**Stated problem:** Copy every entry below verbatim, omitting the pictures.

**Material for the task:**
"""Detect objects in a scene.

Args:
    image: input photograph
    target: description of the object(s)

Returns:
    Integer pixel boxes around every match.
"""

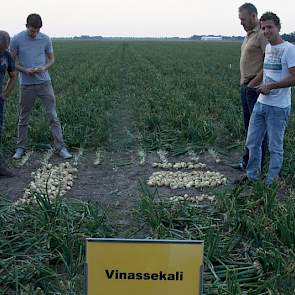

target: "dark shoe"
[0,166,14,177]
[230,162,246,171]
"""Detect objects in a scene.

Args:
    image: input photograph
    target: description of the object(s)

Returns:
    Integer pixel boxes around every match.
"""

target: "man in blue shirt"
[0,31,17,177]
[10,14,72,160]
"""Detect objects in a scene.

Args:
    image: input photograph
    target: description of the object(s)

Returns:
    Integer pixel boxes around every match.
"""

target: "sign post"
[85,239,204,295]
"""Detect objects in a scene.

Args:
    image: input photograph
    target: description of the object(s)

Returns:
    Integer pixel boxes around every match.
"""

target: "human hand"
[25,68,36,76]
[34,66,46,73]
[255,84,272,95]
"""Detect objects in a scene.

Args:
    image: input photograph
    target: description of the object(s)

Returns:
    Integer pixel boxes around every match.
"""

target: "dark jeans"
[0,96,4,167]
[0,96,4,143]
[241,84,267,170]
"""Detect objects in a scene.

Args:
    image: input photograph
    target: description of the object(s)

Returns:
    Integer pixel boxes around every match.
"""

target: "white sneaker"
[12,148,25,160]
[58,147,73,160]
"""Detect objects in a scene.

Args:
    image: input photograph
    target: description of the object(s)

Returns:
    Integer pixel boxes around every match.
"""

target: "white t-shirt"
[258,41,295,108]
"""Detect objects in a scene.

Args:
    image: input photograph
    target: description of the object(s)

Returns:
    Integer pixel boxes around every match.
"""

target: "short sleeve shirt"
[258,42,295,108]
[0,51,15,93]
[240,26,268,84]
[10,31,53,85]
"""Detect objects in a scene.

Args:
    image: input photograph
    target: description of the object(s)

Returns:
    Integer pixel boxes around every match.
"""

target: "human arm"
[247,69,263,88]
[256,67,295,95]
[2,71,17,99]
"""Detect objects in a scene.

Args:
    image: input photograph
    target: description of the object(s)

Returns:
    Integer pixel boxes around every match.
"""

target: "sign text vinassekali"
[85,239,203,295]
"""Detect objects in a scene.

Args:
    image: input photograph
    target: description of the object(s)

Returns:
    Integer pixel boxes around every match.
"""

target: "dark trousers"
[241,84,267,170]
[0,96,4,142]
[0,96,4,167]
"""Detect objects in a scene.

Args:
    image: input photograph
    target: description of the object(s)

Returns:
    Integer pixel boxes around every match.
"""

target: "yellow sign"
[85,239,204,295]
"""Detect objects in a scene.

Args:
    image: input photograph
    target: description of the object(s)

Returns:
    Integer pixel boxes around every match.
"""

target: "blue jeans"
[246,102,291,184]
[240,84,267,169]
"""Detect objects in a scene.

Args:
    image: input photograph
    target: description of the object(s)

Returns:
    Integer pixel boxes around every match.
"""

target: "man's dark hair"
[239,3,258,15]
[27,13,42,29]
[260,11,281,30]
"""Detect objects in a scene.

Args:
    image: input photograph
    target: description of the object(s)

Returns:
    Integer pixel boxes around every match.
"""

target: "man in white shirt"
[246,12,295,185]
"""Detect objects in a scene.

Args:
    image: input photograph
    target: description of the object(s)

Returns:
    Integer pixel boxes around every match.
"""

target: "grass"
[0,196,114,294]
[0,41,295,295]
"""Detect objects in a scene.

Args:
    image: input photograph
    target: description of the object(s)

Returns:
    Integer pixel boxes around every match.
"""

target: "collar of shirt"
[247,25,260,36]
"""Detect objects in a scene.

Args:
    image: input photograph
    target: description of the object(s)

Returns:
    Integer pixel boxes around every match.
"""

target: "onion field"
[0,40,295,295]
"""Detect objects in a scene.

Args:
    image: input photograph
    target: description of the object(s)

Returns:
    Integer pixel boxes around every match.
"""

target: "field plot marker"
[41,149,54,165]
[157,150,168,163]
[93,149,102,166]
[188,150,199,162]
[16,151,33,167]
[208,149,221,163]
[138,148,146,165]
[74,147,85,166]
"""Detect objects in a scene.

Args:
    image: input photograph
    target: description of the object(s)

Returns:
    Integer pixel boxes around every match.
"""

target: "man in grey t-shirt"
[10,14,72,160]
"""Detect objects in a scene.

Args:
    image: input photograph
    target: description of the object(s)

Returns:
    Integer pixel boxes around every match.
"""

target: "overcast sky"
[0,0,295,37]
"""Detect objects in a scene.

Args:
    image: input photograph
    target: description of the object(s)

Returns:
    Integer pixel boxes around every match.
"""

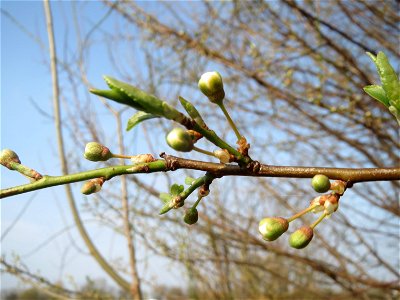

**Task output:**
"""Detect objects in a scene.

Args:
    image: input photograph
    target: description of the object(s)

Returns:
    Integer pixel boxes around every match.
"""


target: "dark shoe"
[0,166,14,177]
[230,162,246,171]
"""Detect objects in a scene.

Args:
    image: input photograph
    target: description of the object(s)

Returns:
    Integer pixel boxes around every match.
"""

target: "man in blue shirt"
[0,31,17,177]
[10,14,72,160]
"""Detect objects in a scene.

Args:
    image: input photograph
    target: description of the object(s)

Returns:
    Integer pixel boxes around every match.
"""

target: "sign post"
[85,239,204,295]
"""Detect objects in a scene.

Args:
    image: input photograph
    target: description of the object(s)

Returns:
    Integer pixel boxes around every match.
"""

target: "human hand"
[25,68,36,76]
[34,66,46,73]
[255,84,272,95]
"""Detect objects in a scene.

Args:
    image: input photograph
    target: description of the object(s)

Returns:
    Integer pixel boxes around every match.
"""

target: "dark jeans"
[0,96,4,167]
[0,96,4,143]
[241,84,267,170]
"""Detect objects in a scene.

Args:
    image: input photograph
    target: description of the object(s)

Returns:
    Integer pixel boxes around every match.
"""

target: "white sneaker"
[12,148,25,160]
[58,147,73,160]
"""Detect objects in a scene.

Args:
    image: input photograph
    target: description of the object(s)

Returns:
    Integer pixel boxes around every match.
"""

target: "white t-shirt"
[258,41,295,108]
"""Detect objects in a scene.

Args:
    image: input photograph
    target: description of the object(s)

Returns:
    Integer pixel boxes around every match.
"""

target: "short sleeve shirt"
[258,42,295,108]
[0,51,15,93]
[240,26,268,84]
[10,31,53,85]
"""Detect objects in a scene.

Args:
    image: input photograph
    target: description of the object(s)

Returns:
    Integer pixel boxes around every match.
"""

target: "human arm"
[247,69,263,88]
[256,67,295,95]
[2,71,17,99]
"""Detect objects in a scene.

Args:
    image: input photograph
    target: description of the object(s)

Returns:
    Integer pixel boxes around every match.
"""

target: "sign text vinassekali"
[85,239,203,295]
"""Detect objects in a scene.

Args:
    image: input photograph
    target: description of the object(s)

Returns:
    Integer pixel boxes around every match.
"""

target: "dark trousers"
[241,84,267,170]
[0,96,4,142]
[0,96,4,167]
"""Detect objects in a scene.

Args:
    image: input photograph
    target: description of the object(s)

Returns:
    Integer pixel boxes around every match.
"""

target: "yellow sign"
[85,239,204,295]
"""Detect objects in a scene.

Args:
    image: input photograph
    target: description of the object(s)

Returns:
    Integer pixel boxes around every match.
"""

target: "blue jeans"
[246,102,291,184]
[240,84,267,169]
"""Detect objects in a scene.

Args:
    image: input photograph
    target: description of the object(s)

Returns:
    Integer pixel boxes around every match.
"""

target: "man's dark hair"
[239,3,258,15]
[27,13,42,29]
[260,11,281,30]
"""Detect objects in a scene.

Args:
    image: input photograph
    target: description of the object(s)

Returns:
    Integer pixel boxes around every match.
"""

target: "man in white shirt"
[246,12,295,185]
"""Detect objects in a scene.

Args:
    image: input photograph
    target: description of the object(s)

Returns:
    Integer pixel boxes around every match.
"""

target: "grass"
[0,196,114,294]
[0,41,295,295]
"""Detect objects in a scene.

Args:
    image: input photograph
    target: description of the object(s)

Returns:
    Integer pixel boxes around every match.
"""

target: "collar of shirt"
[247,25,260,36]
"""Detect objects in a scene.

Args:
    image: input photograph
    target: description of the object(s)

Returns:
    Integer pixel boxes around every match.
"""

target: "onion field"
[0,40,295,295]
"""Detect objects in a scene.

Args:
    image: input photograph
    target: description of the object(s)

Returns:
    Integer pixel boxes around every match.
"""

target: "field plot marker"
[41,149,54,165]
[157,150,168,163]
[93,149,102,166]
[188,150,199,162]
[16,151,33,167]
[208,149,221,163]
[138,148,146,165]
[74,147,85,166]
"""Detect objects in a scene.

Args:
    image: input photograph
    target: description of the object(s)

Returns:
    Integer pixel boxes around every match.
"""

target: "man in grey t-shirt"
[10,14,72,160]
"""Detect objects in a scene.

Args:
    image: input photograph
    target: description of the object(s)

Returns:
    Integer pixel boxes around every match.
"""

target: "overcast sky"
[0,0,295,37]
"""Detect objects in a scene.

Args:
    image: input photograph
    target: description of the object(s)

Returns:
    Integer pixel boxes around every match.
"""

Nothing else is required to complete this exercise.